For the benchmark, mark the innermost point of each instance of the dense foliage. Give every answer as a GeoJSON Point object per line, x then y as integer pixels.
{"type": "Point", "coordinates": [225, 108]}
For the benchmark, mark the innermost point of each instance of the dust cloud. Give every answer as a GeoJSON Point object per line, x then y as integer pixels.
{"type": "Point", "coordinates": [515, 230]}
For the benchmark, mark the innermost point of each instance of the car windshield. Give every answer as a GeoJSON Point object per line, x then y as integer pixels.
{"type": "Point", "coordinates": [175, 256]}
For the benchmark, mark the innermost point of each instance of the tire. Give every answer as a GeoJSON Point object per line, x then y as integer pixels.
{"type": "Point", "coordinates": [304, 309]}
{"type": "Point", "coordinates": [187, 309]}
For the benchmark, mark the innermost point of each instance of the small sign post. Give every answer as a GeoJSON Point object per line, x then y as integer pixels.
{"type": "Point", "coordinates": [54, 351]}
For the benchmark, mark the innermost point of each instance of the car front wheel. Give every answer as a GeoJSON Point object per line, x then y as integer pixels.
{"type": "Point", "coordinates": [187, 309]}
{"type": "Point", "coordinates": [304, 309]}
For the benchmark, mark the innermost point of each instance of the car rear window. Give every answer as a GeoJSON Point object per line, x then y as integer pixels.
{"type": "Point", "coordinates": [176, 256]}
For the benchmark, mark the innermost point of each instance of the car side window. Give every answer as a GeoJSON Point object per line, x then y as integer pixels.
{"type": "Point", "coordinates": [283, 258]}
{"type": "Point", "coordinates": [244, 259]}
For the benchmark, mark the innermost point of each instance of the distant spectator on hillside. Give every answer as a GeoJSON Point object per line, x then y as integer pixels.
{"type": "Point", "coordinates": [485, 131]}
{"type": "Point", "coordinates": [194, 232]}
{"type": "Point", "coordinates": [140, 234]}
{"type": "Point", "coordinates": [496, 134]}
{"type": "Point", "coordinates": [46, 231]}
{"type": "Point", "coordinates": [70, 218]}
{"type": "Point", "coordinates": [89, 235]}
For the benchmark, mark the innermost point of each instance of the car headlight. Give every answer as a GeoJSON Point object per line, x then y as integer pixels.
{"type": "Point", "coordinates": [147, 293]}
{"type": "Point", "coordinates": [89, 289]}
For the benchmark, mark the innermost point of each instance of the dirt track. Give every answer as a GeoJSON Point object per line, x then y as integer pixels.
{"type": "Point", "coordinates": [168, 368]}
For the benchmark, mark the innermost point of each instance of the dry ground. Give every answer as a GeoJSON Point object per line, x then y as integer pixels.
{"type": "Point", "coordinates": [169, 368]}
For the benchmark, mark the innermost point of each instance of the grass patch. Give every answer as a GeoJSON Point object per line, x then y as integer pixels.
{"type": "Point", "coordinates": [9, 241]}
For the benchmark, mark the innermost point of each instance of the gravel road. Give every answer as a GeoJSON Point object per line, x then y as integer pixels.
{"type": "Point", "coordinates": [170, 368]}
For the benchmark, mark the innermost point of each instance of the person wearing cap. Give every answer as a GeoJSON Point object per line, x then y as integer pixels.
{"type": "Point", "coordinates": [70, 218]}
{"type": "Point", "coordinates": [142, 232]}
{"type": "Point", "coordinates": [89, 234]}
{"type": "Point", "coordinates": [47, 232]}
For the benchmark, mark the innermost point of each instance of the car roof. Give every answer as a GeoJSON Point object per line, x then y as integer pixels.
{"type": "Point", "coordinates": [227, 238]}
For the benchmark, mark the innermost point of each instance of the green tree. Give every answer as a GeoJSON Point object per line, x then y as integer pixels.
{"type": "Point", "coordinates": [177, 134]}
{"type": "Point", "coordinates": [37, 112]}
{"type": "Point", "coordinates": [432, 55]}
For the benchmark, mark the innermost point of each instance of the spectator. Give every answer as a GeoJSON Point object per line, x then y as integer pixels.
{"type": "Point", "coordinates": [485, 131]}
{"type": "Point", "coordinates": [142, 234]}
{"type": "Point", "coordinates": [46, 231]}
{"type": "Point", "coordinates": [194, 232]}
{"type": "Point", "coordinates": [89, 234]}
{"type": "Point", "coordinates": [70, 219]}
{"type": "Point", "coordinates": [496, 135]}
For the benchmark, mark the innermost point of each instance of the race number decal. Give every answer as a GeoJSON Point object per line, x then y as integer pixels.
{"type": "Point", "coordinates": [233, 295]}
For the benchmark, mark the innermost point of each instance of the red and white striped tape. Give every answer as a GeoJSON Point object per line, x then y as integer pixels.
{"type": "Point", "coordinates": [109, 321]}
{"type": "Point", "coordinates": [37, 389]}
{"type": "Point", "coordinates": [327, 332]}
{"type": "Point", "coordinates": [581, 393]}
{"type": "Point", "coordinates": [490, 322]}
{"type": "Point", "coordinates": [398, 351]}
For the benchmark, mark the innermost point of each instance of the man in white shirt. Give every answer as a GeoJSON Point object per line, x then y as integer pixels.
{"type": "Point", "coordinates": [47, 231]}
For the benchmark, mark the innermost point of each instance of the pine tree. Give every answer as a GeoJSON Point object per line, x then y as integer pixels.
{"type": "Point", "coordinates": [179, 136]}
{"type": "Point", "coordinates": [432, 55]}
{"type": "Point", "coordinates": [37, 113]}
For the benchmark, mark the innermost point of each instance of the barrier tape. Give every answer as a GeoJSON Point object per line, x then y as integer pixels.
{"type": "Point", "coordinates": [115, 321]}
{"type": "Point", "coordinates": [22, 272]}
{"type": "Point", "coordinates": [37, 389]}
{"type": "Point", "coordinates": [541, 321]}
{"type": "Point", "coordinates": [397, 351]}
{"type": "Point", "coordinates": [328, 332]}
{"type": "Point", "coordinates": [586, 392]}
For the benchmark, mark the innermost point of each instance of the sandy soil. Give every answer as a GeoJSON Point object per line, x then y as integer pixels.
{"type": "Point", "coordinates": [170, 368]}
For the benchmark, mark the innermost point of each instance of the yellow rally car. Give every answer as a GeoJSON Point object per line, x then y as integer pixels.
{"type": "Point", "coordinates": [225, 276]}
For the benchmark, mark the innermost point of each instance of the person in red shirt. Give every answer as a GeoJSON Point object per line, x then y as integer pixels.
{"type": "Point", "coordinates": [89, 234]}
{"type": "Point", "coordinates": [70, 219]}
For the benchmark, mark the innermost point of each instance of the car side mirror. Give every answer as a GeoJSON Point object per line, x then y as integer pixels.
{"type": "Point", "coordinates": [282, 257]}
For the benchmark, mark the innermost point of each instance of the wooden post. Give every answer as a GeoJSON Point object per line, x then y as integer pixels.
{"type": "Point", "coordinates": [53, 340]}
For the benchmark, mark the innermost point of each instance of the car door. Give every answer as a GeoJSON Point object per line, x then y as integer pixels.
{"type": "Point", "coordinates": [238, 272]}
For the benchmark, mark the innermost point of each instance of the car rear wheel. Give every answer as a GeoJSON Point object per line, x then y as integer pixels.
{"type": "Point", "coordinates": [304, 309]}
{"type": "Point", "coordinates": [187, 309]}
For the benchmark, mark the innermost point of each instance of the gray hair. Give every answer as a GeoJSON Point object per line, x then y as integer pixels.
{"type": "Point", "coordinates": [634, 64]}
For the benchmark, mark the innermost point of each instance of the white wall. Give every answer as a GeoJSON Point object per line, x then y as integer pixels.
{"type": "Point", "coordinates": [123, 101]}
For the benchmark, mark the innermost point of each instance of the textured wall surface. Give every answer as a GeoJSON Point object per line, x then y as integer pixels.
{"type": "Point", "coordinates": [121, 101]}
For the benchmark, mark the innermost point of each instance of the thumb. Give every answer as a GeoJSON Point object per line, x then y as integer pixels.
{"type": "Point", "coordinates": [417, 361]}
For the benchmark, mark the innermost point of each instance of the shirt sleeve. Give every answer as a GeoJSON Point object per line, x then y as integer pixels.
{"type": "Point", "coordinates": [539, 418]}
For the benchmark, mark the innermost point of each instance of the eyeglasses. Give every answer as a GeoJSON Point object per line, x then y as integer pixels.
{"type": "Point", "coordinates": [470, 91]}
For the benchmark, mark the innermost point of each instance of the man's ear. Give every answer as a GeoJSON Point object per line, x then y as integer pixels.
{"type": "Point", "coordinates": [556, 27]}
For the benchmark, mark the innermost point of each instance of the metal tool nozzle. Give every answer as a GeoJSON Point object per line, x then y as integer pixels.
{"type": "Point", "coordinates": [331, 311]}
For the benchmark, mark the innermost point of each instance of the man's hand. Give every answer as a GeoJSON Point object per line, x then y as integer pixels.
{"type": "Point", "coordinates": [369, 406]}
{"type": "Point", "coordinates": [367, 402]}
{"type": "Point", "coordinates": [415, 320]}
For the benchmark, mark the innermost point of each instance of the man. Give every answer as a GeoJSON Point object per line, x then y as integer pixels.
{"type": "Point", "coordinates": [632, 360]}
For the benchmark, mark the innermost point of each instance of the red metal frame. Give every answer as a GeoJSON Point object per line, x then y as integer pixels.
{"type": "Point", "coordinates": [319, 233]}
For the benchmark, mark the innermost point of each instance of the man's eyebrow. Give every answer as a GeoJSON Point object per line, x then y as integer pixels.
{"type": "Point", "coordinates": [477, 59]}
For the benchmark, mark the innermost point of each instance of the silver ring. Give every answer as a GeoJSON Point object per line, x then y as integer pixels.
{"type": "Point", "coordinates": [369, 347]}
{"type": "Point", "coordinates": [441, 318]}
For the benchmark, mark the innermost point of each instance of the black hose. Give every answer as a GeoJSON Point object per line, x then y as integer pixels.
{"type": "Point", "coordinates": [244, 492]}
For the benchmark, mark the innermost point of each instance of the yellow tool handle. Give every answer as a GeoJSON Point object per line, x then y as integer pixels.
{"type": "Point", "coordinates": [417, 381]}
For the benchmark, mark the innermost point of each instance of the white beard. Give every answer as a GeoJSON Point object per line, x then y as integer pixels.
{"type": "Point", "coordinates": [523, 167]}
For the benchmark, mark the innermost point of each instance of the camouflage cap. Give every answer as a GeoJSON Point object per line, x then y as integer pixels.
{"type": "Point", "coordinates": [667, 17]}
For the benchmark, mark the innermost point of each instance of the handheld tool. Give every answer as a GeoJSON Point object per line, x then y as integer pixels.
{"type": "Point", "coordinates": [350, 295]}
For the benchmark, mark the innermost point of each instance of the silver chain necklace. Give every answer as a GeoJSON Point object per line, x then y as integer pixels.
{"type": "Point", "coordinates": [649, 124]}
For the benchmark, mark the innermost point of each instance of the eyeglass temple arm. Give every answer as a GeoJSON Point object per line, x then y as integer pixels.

» **EXERCISE DESCRIPTION**
Only the lines from the one holding "of the handheld" through the end of the listing should be given again, exactly and with both ends included.

» **WRITTEN ANSWER**
For the benchmark, mark the innermost point of each instance of the handheld tool. Give every answer as a GeoJSON Point object per line, x then y as integer pixels.
{"type": "Point", "coordinates": [350, 295]}
For the benchmark, mark the innermost point of each instance of the silver chain necklace. Give every answer as a GeoJSON Point object per line, x then y as integer pixels.
{"type": "Point", "coordinates": [649, 124]}
For the benchmark, mark the innermost point of each instance of the eyeglass temple arm. Give every answer as a GeoJSON Point object per line, x then y as integer pixels.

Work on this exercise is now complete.